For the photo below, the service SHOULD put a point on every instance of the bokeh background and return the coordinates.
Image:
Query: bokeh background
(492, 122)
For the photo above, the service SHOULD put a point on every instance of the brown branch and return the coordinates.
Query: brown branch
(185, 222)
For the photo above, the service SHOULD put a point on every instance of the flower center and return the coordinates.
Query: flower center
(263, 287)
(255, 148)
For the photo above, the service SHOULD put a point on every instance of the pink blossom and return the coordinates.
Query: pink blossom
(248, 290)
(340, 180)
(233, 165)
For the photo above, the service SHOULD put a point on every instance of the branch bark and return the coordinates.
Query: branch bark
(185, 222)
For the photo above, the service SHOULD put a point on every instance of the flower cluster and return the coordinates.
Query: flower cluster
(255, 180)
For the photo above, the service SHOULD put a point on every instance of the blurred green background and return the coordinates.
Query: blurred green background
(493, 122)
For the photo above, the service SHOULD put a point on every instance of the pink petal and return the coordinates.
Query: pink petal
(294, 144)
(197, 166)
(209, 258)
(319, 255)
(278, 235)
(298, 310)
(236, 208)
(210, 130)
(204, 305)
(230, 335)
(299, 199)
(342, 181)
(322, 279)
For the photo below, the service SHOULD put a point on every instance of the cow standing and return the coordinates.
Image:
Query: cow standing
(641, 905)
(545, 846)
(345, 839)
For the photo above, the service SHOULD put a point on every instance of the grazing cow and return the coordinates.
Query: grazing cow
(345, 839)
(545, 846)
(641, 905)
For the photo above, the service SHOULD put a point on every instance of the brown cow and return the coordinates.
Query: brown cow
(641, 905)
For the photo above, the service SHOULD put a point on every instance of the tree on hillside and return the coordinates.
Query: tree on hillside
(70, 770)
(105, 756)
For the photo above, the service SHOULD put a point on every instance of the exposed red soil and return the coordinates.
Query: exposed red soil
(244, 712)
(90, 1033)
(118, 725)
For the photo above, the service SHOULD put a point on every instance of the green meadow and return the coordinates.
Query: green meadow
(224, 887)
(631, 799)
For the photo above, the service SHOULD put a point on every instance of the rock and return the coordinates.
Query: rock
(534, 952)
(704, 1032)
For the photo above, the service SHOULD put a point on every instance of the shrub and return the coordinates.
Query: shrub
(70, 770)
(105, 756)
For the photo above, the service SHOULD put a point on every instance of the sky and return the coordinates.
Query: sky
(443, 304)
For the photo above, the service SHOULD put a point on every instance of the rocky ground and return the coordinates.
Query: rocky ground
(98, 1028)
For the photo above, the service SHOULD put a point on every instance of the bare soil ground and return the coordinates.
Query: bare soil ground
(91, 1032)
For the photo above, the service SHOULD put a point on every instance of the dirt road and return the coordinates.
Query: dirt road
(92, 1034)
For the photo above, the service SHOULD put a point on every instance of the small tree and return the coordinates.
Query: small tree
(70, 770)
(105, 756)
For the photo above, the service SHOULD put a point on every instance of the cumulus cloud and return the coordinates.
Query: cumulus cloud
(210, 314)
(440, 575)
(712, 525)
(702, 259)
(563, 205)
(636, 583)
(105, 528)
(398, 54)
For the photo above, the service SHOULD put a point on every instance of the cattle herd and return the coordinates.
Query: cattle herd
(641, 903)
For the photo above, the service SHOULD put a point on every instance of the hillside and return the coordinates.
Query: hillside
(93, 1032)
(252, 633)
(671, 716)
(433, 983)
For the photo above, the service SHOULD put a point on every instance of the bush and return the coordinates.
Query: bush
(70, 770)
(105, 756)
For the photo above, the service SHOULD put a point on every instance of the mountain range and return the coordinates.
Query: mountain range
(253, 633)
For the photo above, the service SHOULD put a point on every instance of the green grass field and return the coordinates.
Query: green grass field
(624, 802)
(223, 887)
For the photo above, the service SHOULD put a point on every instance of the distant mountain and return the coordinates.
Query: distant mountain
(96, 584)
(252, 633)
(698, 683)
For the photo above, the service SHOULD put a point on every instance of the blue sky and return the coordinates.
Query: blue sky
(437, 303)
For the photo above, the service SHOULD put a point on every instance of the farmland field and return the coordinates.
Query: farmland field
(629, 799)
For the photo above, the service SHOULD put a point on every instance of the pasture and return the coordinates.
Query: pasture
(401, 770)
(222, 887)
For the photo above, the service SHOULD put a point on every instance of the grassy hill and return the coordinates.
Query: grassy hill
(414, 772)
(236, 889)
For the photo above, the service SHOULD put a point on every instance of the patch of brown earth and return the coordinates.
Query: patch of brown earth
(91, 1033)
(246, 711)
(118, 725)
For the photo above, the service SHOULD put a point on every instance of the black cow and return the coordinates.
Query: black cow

STATED GOAL:
Without omitting anything, output the entries exactly.

SOLUTION TO THIS EXERCISE:
For the photo below, the service SHOULD put a point on every instance of the bokeh background and return the coordinates.
Image:
Query: bokeh background
(492, 122)
For the photo above, the service SHOULD put a point on every instance of the brown branch and return the coordinates.
Query: brown branch
(185, 222)
For the photo above, the service SHOULD put a point on every instance of the flower center and return the coordinates.
Query: flower center
(263, 287)
(255, 148)
For the photo above, the service SHOULD put a point on every instance of the pink blossom and return the coordinates.
Query: pink blossom
(248, 290)
(340, 180)
(233, 165)
For the photo above, the service SHOULD put a point on every instance of the branch bark and return the coordinates.
Query: branch bark
(185, 222)
For the photo above, the service SHOULD put a point on every instance of the flower cluster and return the coordinates.
Query: flower cluster
(255, 180)
For the photo above, the service SHOULD put a point on every instance of the blurred green background and return the coordinates.
Query: blurred green background
(493, 122)
For the photo above, the service SHOULD put a point on every instance of the pink petal and return the coordinates.
Query: pink petal
(294, 144)
(197, 166)
(209, 258)
(319, 255)
(278, 235)
(298, 310)
(236, 208)
(210, 130)
(204, 305)
(230, 335)
(299, 199)
(342, 181)
(322, 279)
For the photo below, the service SHOULD put a point on every instance of the cow standing and return the coordinates.
Image:
Query: cow standing
(641, 905)
(545, 846)
(345, 839)
For the photo above, the service SHOULD put a point on every instance of the grazing cow and return the coordinates.
Query: grazing cow
(345, 839)
(545, 846)
(641, 905)
For the photo above, the service SHOULD put a point on every instance of the brown cow and return the coordinates.
Query: brown cow
(641, 905)
For the photo above, the service SHOULD put a point on every instance of the tree on hillside and return the coordinates.
Query: tree on hillside
(70, 770)
(105, 756)
For the photo above, the service SHOULD put a point on every instance of the exposed red soil and return the coordinates.
Query: exposed red soil
(244, 712)
(90, 1033)
(118, 725)
For the photo above, the service SHOULD put a point on every instance of the green meadow and return the coordinates.
Query: green meadow
(224, 887)
(631, 799)
For the photo above, the service SHOULD put a point on every instance of the rock and return the coordinates.
Query: rock
(534, 952)
(704, 1032)
For the photo above, the service SHOULD put a point on every instance of the shrub and return the coordinates.
Query: shrub
(70, 770)
(105, 756)
For the photo above, the service SHOULD put a point on every instance of the sky and return the coordinates.
Query: sky
(443, 304)
For the photo above, the service SHOULD put a point on every instance of the rocky ground and return the coordinates.
Query: rocky ground
(98, 1028)
For the photo above, the service SHOULD put a point on every instance of the bare soil ground and return the coordinates.
Query: bare soil ground
(91, 1032)
For the photo above, the service SHOULD put a point on every instance of the dirt road and return the coordinates.
Query: dirt road
(92, 1034)
For the photo above, the service SHOULD put a point on every instance of the small tree and return the coordinates.
Query: small tree
(70, 770)
(105, 756)
For the photo above, the service SHOULD put a point on every instance of the cumulus cloud and return the coordinates.
Query: cumulus cloud
(210, 314)
(440, 575)
(712, 525)
(702, 259)
(563, 205)
(636, 583)
(105, 528)
(398, 54)
For the photo above, the service SHOULD put a point on every instance of the cattle herd and return the coordinates.
Query: cattle herd
(641, 903)
For the photo above, the service SHOULD put a point on every instance of the hillside and return the coordinates.
Query: hillside
(93, 1032)
(252, 633)
(671, 716)
(433, 983)
For the photo above, the service SHOULD put a point on every instance of the bush and return the coordinates.
Query: bush
(70, 770)
(105, 756)
For the photo above, the service SHOULD put a point on every instance of the mountain range and return the coordinates.
Query: mountain range
(253, 633)
For the photo above, the service SHOULD put a point on every instance of the green grass field and return the coordinates.
Query: green grass field
(624, 802)
(223, 887)
For the photo above, the service SHOULD put a point on every instance of the distant mountain and return the coordinates.
Query: distant mountain
(96, 584)
(252, 633)
(698, 683)
For the photo above, the service SHOULD put a point on every instance of the blue sky and return the coordinates.
Query: blue sky
(437, 303)
For the photo above, the service SHOULD put a point on every instance of the farmland field and return the coordinates.
Query: farmland field
(629, 799)
For the photo above, the service SHOULD put a point on every instance of the pasture and return the coordinates.
Query: pasture
(401, 770)
(222, 887)
For the photo above, the service SHOULD put a point on every instance of the grassy hill and return the coordinates.
Query: grassy hill
(414, 772)
(236, 889)
For the photo above, the service SHOULD put a point on every instance of the patch of brown earth and return the coordinates.
Query: patch of brown earth
(91, 1033)
(246, 711)
(118, 725)
For the photo above, the service SHOULD put a point on every instance of the black cow and return the coordinates.
Query: black cow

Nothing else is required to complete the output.